'''

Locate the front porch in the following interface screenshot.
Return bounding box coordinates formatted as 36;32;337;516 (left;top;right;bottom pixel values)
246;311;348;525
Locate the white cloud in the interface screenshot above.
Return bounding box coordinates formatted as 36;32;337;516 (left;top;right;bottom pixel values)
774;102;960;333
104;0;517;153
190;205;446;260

'''

• [What to do] Rewrite the records above, putting "image" wherever "interface screenshot" appears and changing nothing else.

• [Task output]
Locate the front porch in the following image.
Return bounding box coordinates formatted as 36;32;337;516 (left;top;right;bottom pixel values)
246;311;348;525
Locate the white cloud in the image above.
Return bounding box coordinates formatted as 36;32;337;516 (left;top;right;bottom pixel values)
774;102;960;333
104;0;517;153
190;205;446;260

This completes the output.